[Stored dataset items]
⁂
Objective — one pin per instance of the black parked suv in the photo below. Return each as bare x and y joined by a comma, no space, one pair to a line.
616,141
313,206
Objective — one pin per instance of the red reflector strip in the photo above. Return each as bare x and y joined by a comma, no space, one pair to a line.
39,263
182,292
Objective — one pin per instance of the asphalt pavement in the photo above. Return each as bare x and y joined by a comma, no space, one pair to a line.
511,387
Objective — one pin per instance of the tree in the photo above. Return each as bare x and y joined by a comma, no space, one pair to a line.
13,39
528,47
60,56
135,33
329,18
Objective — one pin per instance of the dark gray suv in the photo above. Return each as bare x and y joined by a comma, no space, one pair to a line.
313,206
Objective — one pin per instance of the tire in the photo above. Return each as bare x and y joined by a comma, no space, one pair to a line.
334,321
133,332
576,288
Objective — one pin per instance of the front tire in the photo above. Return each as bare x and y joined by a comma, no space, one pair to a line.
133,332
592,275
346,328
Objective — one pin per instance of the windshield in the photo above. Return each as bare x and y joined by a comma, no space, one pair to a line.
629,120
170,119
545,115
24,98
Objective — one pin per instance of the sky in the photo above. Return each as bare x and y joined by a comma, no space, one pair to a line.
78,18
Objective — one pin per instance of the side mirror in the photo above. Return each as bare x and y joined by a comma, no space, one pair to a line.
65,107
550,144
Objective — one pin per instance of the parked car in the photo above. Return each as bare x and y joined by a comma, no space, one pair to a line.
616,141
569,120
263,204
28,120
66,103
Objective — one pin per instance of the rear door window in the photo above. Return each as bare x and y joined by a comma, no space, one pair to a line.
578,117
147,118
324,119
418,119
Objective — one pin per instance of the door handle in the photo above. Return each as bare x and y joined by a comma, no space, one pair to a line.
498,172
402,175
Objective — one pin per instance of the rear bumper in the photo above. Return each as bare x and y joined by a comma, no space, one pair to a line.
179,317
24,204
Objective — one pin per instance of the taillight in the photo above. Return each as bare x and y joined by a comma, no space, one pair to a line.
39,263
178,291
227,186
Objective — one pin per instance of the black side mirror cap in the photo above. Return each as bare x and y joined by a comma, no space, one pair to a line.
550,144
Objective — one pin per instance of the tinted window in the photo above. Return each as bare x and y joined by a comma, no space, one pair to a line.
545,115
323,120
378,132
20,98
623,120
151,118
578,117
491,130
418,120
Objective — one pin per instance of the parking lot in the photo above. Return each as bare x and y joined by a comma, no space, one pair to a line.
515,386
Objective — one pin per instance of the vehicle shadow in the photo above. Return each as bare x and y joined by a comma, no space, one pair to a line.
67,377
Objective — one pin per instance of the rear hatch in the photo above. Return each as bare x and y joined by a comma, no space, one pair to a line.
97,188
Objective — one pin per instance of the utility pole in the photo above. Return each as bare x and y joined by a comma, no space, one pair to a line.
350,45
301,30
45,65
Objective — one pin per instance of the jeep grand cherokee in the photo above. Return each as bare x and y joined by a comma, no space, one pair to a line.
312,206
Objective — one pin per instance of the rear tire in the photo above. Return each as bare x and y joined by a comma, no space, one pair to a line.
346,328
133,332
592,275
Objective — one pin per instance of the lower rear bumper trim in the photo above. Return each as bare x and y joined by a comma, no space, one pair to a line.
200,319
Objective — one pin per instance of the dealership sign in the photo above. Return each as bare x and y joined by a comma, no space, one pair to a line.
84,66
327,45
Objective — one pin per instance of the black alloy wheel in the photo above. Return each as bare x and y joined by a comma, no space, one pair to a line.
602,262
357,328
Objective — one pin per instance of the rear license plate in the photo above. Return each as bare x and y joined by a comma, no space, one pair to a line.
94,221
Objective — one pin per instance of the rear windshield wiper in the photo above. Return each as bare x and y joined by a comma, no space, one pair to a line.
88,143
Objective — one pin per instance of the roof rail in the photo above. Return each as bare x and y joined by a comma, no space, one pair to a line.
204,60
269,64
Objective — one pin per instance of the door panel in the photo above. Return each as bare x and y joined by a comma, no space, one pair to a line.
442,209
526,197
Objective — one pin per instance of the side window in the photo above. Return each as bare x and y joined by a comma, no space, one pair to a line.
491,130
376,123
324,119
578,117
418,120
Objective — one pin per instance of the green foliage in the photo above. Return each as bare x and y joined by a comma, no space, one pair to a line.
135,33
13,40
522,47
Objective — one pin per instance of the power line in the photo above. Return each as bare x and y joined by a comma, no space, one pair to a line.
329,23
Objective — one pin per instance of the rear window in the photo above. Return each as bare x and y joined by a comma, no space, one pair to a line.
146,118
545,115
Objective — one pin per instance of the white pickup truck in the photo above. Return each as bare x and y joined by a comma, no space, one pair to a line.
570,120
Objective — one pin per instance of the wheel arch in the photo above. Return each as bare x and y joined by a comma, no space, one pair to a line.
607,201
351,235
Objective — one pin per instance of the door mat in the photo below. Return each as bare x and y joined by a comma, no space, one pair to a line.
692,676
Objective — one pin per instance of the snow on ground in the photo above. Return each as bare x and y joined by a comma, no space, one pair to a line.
⁂
> **Task statement**
Reproduce all of the entries above word for word, keeping them in their original order.

> **Task answer**
Objective — one pin per instance of the black parked suv in the photo below. Return each as bare x and y joined by a comma, no space, one pair to a line.
616,141
313,206
Objective — one pin per instance of the red reflector strip in the photo above. Return each as bare x and y joined by a comma, no space, one pair to a line.
39,263
182,292
Objective — one pin per instance of the asphalt pavement in the photo above. Return each as bare x and y joined by a comma, no space, one pair to a line.
511,387
Objective — one pin per instance of the tree in the photo above. Return each as bare x and y joined by a comma, no space, one pair to a line.
13,39
528,47
60,56
135,33
329,18
Objective — one pin per instance of the dark gray suv in the photo above. Return each as bare x and y joined by a comma, no space, one pair to a line.
313,206
Objective — one pin per instance of the tire in the photo above. Return each as bare x and y joined by a comma, no space, one pair to a line.
334,321
133,332
576,288
Objective — one pin per instance of the front tire in the photo above. Return each as bare x and y joined by a comma, no space, one pair to a line.
133,332
592,275
346,328
Objective — one pin per instance of the windshield in the photo above. Return each as bare x and y joined by a comma, no space, one pair to a line.
629,120
170,119
545,115
24,98
Objective — one pin per instance of the sky in the photo above. Return each as bare x and y joined by a comma, no space, one pair to a line.
78,18
Objective — one pin per instance of the side mirror in the photo above. Return each as bare x and y joined by a comma, no space, one pair to a line.
65,107
550,144
Objective — one pin per instance of the parked car in the photo above. Return each as bare x and y joined by a comma, no space, one pair to a line.
616,141
569,120
263,204
28,120
66,103
Objective — one pin per instance of the rear door window in the photo above. Return each as bare x and y joined by a comma, no space, one pair to a line.
578,117
147,118
324,119
418,119
Objective — one pin per instance of the door handle in the photo above. Return each as bare x and y joined by a comma, no space, one pair to a line.
498,172
402,175
Objective — one pin per instance of the rear bumper in the photo above. Return each as bare x and y joined by a comma, no space, one pair to a line.
179,317
24,204
Objective — one pin per instance of the taillight in the photo above. Return each as bare x and y joined by a comma, no space, one pair to a line.
39,263
178,291
227,186
Objective — one pin per instance of the black side mirror cap in the photo above. Return each as bare x and y joined by a comma, no space, one pair to a line.
550,144
Objective — one pin per instance of the tinted window in the photo above. Return each as bare x and y joined by a comma, no space, one pair to a line.
545,115
323,120
378,132
20,98
623,120
151,118
578,117
491,130
418,120
Objective — one pin per instance of the parking lot in the photo above. Return each as bare x and y joined by a comma, no space, one pair to a line.
515,386
Objective — one pin per instance of the vehicle shadow in the photo above. Return each as bare x and y joined by a comma, no space, one pair to a line.
67,377
Objective — one pin per instance of the rear hatch in the photo above. Return each as bare x and y joined by a comma, no space, one pair to a line.
97,188
Objective — one pin per instance of the utility pole in the photo above. Return each as bare x and y joined by a comma, no space, one pair to a line.
350,45
301,30
45,65
Objective — one pin per instance of the jeep grand cherokee in the photo above. Return each as bare x and y joined by a comma, no space, one pair to a line.
312,206
Objective — one pin per instance of the rear tire in the photo above. Return each as bare x and y joined by a comma, no space, one pair to a line.
346,328
133,332
592,275
Objective — one pin per instance of the lower rear bumper trim in the photo above. Return each as bare x and y joined by a comma, no space, one pair to a line.
200,319
Objective — one pin per instance of the dealership sign in the photo above. Return each as bare x and y joined by a comma, no space, one pair to a line.
84,66
327,45
Objective — one pin per instance of the black alloy wheel in the photo above. Return each as bare x and y joined by a comma, no space, one pair to a line.
602,262
357,328
Objective — one pin per instance of the rear license plate in the photo above. Return each as bare x and y joined by a comma, no space, one pair to a line.
94,221
Objective — one pin per instance of the rear windshield wiper in the photo above. Return each as bare x and y joined by a comma, no space, one pair to a line.
88,143
Objective — one pin per instance of the roof rail in the photo above. Return each as bare x and y joined by a comma, no space, one pair to a line.
204,60
269,64
Objective — one pin per instance of the door panel in the photo above. Return each as bare x and y joined by a comma, no space, one pair to a line.
442,209
526,197
Objective — one pin per instance of the side window in the photo above. Return each as bare x and y joined by a comma, no space, one pair to a line.
491,130
376,123
324,119
578,117
418,120
Objective — one pin per instance of the green foliage in the photo above. Return each as bare x and y joined by a comma, no space, one pair to a line.
135,33
13,40
522,47
Objective — one pin per instance of the power line in the photo above. Return each as bare x and y joined by a comma, no space, one pair to a line.
329,23
Objective — one pin per instance of the rear window in the photo above. Return each as bare x and y joined by a comma, no space, one pair to a line.
146,118
545,115
Objective — one pin per instance of the white pickup truck in the photo above. Return each as bare x and y joined by a comma, no space, one pair to a line.
570,120
Objective — one pin per instance of the wheel arch in the photo above. Return each as bare x and y joined by a comma, no space, one pair to a line.
607,201
351,235
Objective — one pin per instance of the door mat in the photo below. Return each as bare x and y joined by a comma, no space, one pair to a line.
692,676
Objective — one pin per instance of the snow on ground in the photo above. Return each as bare x and y joined by a comma, no space, one pair to a line.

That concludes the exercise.